* [Your tasks]:
(1) Answer these questions using the Goshen memoir:
(a) Between which two places was the grandparents' farm?
(b) What make of sewing machine was brought home from Payson?
(c) How old was the narrator when working on the railroad in Utah?
(2) Reproduce word for word the part of the Goshen memoir that begins with the words containing "The first grain" and ends with "in the field.".
(3) Continue the memoir of growing up in Goshen from the point where it stops.

* [Source document]:
☆ ☆ ☆ ☆
As was the custom in those early days, the boy was given a team of oxen and Father came to Goshen driving those oxen over the sand hills. The team was given to him by his foster father. He and some of his neighbors built his home out of white adobe. My grandparents lived on a farm between Palmyra and Spanish Fork. The schooling I had was all in Goshen. I went through the seventh grade.
My Mother and Father weren't very well off. They had to work very hard for a living. They had a family of six boys. Dad had to work at the mines in Eureka. He worked there in the winter time and I remember him going over to Payson.
The first grain I remember being cut on my Dad's place was cut by hand with a cradle, an implement similar to a scythe. Each whack made a bundle and then it was bound by hand. He and my cousin (who was older than I) bought a reaper. Then they bought a deering binder with a bundle carrier attached to it. I remember two women doing the gleaning in the field.
I remember the first washing machine that my Mother had. It was an old "Western" washing machine. It turned over back and forth, just over and over and over - back and forth. He bought one and brought it home as a surprise for Mother. She was quite surprised about that. It was new and it was the first washing machine that she ever owned. She had washed on the washboard all the time before that. I don't remember what she used for soap. I don't remember anything about the soap.
I remember him later going to Payson and bringing home a sewing machine for her. It was a new Singer he bought. He brought it home when she was in bed and when she got up the next morning she found that sewing machine there in the room. She was very surprised and it came in mighty handy.
And I being the oldest, of course, I spent a lot of time with Mother, a lot of time in the house. I used to scrub the floor, wash dishes and bake the bread and everything for her and I remember thinking, "Would I ever get that floor scrubbed?" which was made of nothing but hard pine wood rough boards. Later when I went down to the old home, I was amazed at its size. The rooms were small. I don't know what size they were - I never measured them - but I think the large room was about 14 x 14 feet.
I was 15 when I worked on the railroad in Utah. I worked on the section gang. Doing just ordinary work the same as they do now, "joint ahead and center back while Jerry goes oil the car." That's what we did. The boss of the train crew said if you wanted to get a car of ties unloaded in a hurry, he would get Bill Davis' kid gang to unload them. Bill Davis was the foreman; he was an older man, about 40 years old.
☆ ☆ ☆ ☆
Stored data
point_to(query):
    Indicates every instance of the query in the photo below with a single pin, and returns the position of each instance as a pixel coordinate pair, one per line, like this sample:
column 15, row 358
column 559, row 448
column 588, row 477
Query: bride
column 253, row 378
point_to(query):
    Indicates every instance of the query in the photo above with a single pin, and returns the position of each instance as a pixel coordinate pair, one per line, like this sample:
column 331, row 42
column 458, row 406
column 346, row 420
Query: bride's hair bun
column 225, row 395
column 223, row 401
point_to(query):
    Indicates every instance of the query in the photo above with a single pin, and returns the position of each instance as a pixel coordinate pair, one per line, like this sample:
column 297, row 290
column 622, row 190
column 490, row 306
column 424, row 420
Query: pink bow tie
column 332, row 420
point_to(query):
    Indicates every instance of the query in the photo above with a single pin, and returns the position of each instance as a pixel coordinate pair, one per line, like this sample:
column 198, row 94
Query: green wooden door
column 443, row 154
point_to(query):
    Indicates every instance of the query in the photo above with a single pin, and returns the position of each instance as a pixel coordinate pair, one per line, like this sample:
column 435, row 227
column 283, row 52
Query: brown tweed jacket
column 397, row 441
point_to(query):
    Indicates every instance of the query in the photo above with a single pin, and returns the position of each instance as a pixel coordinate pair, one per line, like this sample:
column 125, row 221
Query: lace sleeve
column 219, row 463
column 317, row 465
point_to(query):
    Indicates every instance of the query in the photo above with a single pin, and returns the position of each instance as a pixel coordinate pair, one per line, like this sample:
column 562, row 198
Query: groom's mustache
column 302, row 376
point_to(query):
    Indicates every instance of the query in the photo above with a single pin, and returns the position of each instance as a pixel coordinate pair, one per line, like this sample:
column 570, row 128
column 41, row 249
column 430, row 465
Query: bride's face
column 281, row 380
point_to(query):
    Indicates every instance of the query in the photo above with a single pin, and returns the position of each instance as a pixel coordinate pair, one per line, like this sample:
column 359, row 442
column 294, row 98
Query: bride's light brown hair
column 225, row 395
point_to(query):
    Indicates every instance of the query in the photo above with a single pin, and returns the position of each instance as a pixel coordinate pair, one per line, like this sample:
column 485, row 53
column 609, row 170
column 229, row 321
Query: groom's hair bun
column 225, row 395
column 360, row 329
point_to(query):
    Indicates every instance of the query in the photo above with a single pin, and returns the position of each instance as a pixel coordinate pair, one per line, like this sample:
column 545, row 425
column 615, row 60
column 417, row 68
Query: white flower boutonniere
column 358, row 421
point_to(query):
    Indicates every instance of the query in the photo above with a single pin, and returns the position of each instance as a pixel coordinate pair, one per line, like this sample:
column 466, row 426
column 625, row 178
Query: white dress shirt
☆ ☆ ☆ ☆
* [Responses in order]:
(1)
(a) Between Palmyra and Spanish Fork.
(b) A new Singer.
(c) 15.

(2)
The first grain I remember being cut on my Dad's place was cut by hand with a cradle, an implement similar to a scythe. Each whack made a bundle and then it was bound by hand. He and my cousin (who was older than I) bought a reaper. Then they bought a deering binder with a bundle carrier attached to it. I remember two women doing the gleaning in the field.

(3)
When we decided to come up here. Dad had a friend from Santaquin help him load the machinery and household goods in the railroad car from the two wagons. They held all of our supplies and machinery. Dad and the other man drove the front wagon and I drove the second wagon. When I got to the center of town, I stopped the team and shot my six-gun off into the air several times. I was leaving the old town and wanted to give them something to remember me by.
Mother and Dad came to Idaho to visit Mrs. Forbush., That was Aunt Christine, Dad's sister; she lived there. They came to Idaho in 1900, in September I think, on the train. I remember them bringing back some grain, some apples and stuff and showing the people around there what they raised in Idaho. Ben Davis Apples, they were. They stayed in Idaho about a month before they went back home.
It was about a month later they sold out the entire farm except a little machinery he had and his horses. I don't remember anything he had but a hand plow and a binder and a few things like that. We had enough machinery to fill one end of the car and the horses in the other end. We brought up a team - a grey and a black - about 1200 or 1400 pounds a piece. Old Billy was the black one and Frank was the grey one. I had a mare and a colt of my own and they brought the colt up here, too, and also two cows. My job was the milk the cows. First Mother came up with the rest of the family in the passenger car - that was at the time we brought up the machinery and the horses When Mother came up to Idaho, she had $2500 that Dad had sold the farm for. She had it sewed in her clothing. She brought it sewed in that way to protect against robbers. I and Dad followed and came up on the freight train. They made a hole in the machinery big enough for me to crawl back in and I would crawl back in there when the train would stop. When the train would stop, Dad would say, "Get in your hole, boy!" I was a hobo boy, I hoboed my way to Idaho. I never was caught. If I had been, I don't now what would happen, but I was never caught.
The first night in Idaho, we stopped at Idaho Falls. We stopped there overnight and I remember there was about 6 inches of snow on the ground and I remember there was a north wind a-blowing and I never felt the air cold like that. It was colder than hell! The next morning we shipped to Rigby, that being $10 cheaper than to unload in Idaho Falls, that was the reason for shipping to Rigby. The next morning we started to unload the machinery and livestock. After getting unloaded at Rigby, we took our belongings down to Aunt Christine's. We all went down to Aunt Christine in Iona - where the KIFI TV Station is located. It was on her farm and that was where we hauled everything. The place that the folks kinda bargained for, they were unable to get at that time. The clothing that we had was very meager. I never owned an overshoe nor a coat until I came to Idaho. I remember down in Utah when I was 15 years old, I worked on the station gang on the railroad all summer long and I saved up $40.00 which I brought to Idaho. I gave the folks $20.00 and I used $20.00 of it to buy me my first fur overcoat and overshoes in Idaho.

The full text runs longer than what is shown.